→ **Excerpted records**:
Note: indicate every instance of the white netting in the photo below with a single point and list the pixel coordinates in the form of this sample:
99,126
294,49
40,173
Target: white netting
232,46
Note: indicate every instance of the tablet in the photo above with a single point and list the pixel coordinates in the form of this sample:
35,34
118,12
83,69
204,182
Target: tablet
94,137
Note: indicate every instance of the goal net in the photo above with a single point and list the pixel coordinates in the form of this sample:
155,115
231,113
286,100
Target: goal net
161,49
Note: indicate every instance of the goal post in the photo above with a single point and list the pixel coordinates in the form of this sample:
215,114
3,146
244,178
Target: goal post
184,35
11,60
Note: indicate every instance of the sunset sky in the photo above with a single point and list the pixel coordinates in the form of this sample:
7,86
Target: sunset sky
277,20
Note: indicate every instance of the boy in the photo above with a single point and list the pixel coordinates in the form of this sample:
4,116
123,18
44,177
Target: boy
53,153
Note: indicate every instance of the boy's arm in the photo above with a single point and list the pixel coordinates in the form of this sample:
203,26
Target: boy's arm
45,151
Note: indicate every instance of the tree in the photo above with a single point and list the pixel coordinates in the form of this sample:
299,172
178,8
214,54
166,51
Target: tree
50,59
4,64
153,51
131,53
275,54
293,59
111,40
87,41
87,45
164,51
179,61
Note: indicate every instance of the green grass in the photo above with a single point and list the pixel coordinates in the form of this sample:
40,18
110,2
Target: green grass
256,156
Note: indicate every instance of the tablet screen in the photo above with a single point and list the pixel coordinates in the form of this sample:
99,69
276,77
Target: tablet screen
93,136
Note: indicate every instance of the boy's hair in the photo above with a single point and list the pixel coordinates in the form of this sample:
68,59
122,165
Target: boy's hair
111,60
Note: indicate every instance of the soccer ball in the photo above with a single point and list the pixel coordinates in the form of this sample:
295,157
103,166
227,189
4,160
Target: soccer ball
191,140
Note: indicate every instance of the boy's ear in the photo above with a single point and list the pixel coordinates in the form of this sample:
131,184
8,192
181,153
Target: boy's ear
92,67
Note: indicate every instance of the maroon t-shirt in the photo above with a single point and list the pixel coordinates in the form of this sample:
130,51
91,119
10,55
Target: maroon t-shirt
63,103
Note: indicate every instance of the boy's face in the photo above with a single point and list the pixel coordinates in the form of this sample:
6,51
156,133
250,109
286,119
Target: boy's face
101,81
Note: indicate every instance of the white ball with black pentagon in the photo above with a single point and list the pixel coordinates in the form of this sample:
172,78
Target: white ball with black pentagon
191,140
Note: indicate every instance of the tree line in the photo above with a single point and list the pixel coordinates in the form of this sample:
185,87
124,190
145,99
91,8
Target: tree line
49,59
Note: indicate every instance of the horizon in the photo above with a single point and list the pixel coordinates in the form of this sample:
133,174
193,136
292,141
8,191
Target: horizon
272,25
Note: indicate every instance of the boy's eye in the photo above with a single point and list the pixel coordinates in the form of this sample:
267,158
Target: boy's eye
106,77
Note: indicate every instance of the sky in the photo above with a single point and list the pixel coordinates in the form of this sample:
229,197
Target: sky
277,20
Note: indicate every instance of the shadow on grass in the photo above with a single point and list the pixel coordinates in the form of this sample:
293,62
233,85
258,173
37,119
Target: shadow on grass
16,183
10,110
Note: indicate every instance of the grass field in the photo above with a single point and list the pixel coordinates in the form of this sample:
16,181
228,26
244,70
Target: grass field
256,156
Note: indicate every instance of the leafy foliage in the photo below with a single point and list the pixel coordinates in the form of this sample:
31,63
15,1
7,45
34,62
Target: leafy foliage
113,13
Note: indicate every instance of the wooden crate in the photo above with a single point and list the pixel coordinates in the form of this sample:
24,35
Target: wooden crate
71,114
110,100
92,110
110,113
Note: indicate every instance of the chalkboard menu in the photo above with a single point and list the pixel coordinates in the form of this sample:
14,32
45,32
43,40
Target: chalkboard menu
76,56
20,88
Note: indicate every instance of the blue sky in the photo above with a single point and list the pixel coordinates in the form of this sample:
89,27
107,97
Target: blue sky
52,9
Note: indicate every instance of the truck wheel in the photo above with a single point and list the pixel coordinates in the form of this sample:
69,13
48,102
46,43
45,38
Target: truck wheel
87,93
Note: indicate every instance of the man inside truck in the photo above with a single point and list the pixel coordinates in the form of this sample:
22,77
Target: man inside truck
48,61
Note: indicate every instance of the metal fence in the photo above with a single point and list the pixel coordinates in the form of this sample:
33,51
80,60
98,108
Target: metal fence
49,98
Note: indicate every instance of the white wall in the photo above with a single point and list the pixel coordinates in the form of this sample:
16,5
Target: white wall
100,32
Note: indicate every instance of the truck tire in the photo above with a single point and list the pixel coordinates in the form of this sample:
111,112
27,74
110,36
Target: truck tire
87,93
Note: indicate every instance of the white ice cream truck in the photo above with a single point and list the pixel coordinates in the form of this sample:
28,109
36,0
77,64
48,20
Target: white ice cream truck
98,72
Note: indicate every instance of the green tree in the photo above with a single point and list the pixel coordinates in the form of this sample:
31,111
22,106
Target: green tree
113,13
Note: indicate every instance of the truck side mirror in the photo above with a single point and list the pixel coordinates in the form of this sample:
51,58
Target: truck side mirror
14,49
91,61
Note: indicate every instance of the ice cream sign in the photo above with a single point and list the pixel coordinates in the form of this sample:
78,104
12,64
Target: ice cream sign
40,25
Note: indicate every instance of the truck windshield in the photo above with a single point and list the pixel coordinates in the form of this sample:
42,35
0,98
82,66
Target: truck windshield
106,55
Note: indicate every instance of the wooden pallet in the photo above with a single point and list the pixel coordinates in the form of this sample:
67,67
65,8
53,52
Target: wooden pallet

→ **What is being asked**: Once you have read the listing, retype it in full, word for word.

→ **Answer for the task**:
Note: indicate every instance of the white netting in the photo below with a single point and list the pixel coordinates in the form of this sample:
99,126
294,49
40,173
Target: white netting
232,46
Note: indicate every instance of the tablet in the photo above with a single point and list the pixel coordinates in the form of this sample:
35,34
118,12
83,69
204,182
Target: tablet
94,137
Note: indicate every instance of the goal net in the photo above with a single point and list the pixel coordinates in the form of this sample:
155,115
231,113
286,100
Target: goal net
161,49
Note: indicate every instance of the goal post in the photo above with a single point and list the pixel coordinates in the form of this sample:
215,114
3,146
244,178
Target: goal post
184,35
11,60
Note: indicate every instance of the sunset sky in the photo above with a single point and list the pixel coordinates in the form of this sample:
7,86
Target: sunset sky
277,20
Note: indicate every instance of the boy in the photo above with a single point and list the pixel coordinates in the form of this sample:
4,116
123,18
44,177
Target: boy
53,153
Note: indicate every instance of the boy's arm in the photo above with a single point and list the pixel coordinates in the form of this sample:
203,26
Target: boy's arm
45,151
Note: indicate every instance of the tree in the photo above with a single point and list the pixel coordinates in the form of this sample:
299,172
178,8
214,54
166,51
Target: tree
50,59
4,64
153,51
131,53
275,54
293,59
111,40
87,41
87,45
164,51
179,61
Note: indicate every instance of the green grass in the photo above with a single point and list the pixel coordinates in the form of this sample:
40,18
110,2
Target: green grass
256,156
Note: indicate every instance of the tablet screen in the photo above with a single point and list the pixel coordinates in the form of this sample:
99,69
276,77
Target: tablet screen
93,136
Note: indicate every instance of the boy's hair in the photo above with a single point and list the pixel coordinates in the form of this sample:
68,59
122,165
Target: boy's hair
111,60
Note: indicate every instance of the soccer ball in the photo above with a single point and list the pixel coordinates in the form of this sample:
295,157
103,166
227,189
4,160
Target: soccer ball
191,140
Note: indicate every instance of the boy's ear in the photo above with a single point and list the pixel coordinates in the form of this sample:
131,184
8,192
181,153
Target: boy's ear
92,67
Note: indicate every instance of the maroon t-shirt in the photo above with a single point and list the pixel coordinates in the form of this sample:
130,51
91,119
10,55
Target: maroon t-shirt
63,103
Note: indicate every instance of the boy's face in the photo above with a single point and list the pixel coordinates in the form of this sample:
6,51
156,133
250,109
286,119
Target: boy's face
101,81
Note: indicate every instance of the white ball with black pentagon in the photo above with a single point and list the pixel coordinates in the form of this sample:
172,78
Target: white ball with black pentagon
191,140
Note: indicate every instance of the tree line in the photo above with a single point and list the pixel coordinates in the form of this sample:
185,87
124,190
145,99
91,8
Target: tree line
49,59
Note: indicate every instance of the horizon in the photo above with a single point and list the pixel coordinates in the form of this sample:
133,174
193,136
292,141
8,191
Target: horizon
272,25
Note: indicate every instance of the boy's eye in the photo above with a single point and list the pixel coordinates in the form of this sample:
267,158
Target: boy's eye
106,77
Note: indicate every instance of the sky in the photo above with a single point and list the pixel coordinates in the form of this sample:
229,197
Target: sky
277,20
Note: indicate every instance of the shadow on grass in the photo above with a single point and list the pixel coordinates in the form of this sample:
293,62
233,85
258,173
37,119
Target: shadow on grass
16,183
10,110
Note: indicate every instance of the grass field in the photo above with a single point and list the pixel coordinates in the form of this sample:
16,181
228,26
244,70
Target: grass field
256,156
Note: indicate every instance of the leafy foliage in the photo below with a single point and list the pixel coordinates in the form of this sample:
31,63
15,1
7,45
34,62
Target: leafy foliage
113,13
Note: indicate every instance of the wooden crate in the photo above with a single point and list the pixel coordinates in the form of this sample:
24,35
Target: wooden crate
71,114
110,100
92,110
110,113
Note: indicate every instance of the chalkboard menu in the photo above with a single point and list the pixel coordinates in the form of this sample:
14,32
45,32
43,40
Target: chalkboard menu
76,56
20,88
Note: indicate every instance of the blue sky in the photo above with a single point and list the pixel coordinates in the form of this sample:
89,27
107,97
Target: blue sky
52,9
Note: indicate every instance of the truck wheel in the photo above with a single point and list the pixel coordinates in the form of this sample:
69,13
48,102
46,43
45,38
Target: truck wheel
87,93
Note: indicate every instance of the man inside truck in the photo above with a single point and list the pixel coordinates in the form of this sample:
22,77
Target: man inside truck
48,61
Note: indicate every instance of the metal fence in the photo above with a single point and list the pixel coordinates in the form of this sample:
33,51
80,60
98,108
Target: metal fence
49,98
Note: indicate every instance of the white wall in the photo above with a single point and list the pixel coordinates in the form of this sample:
16,5
Target: white wall
100,32
Note: indicate every instance of the truck tire in the photo above with a single point and list the pixel coordinates in the form of this sample:
111,112
27,74
110,36
Target: truck tire
87,93
Note: indicate every instance of the white ice cream truck in the photo above with a single point and list the pixel coordinates in the form of this sample:
28,109
36,0
77,64
48,20
Target: white ice cream truck
98,72
Note: indicate every instance of the green tree in the photo above with a single point and list the pixel coordinates in the form of this sample:
31,111
22,106
Target: green tree
113,13
Note: indicate every instance of the truck side mirror in the photo above with a single point and list the pixel coordinates in the form of this sample:
51,58
Target: truck side mirror
14,49
91,61
Note: indicate every instance of the ice cream sign in the photo above with a single point and list the pixel coordinates in the form of this sample:
78,104
12,64
Target: ice cream sign
40,25
Note: indicate every instance of the truck windshield in the photo above with a single point and list the pixel coordinates in the form of this sample:
42,35
0,98
82,66
Target: truck windshield
106,55
Note: indicate every instance of the wooden pallet in the photo above with a single point and list the pixel coordinates in the form of this sample:
67,67
65,8
53,52
Target: wooden pallet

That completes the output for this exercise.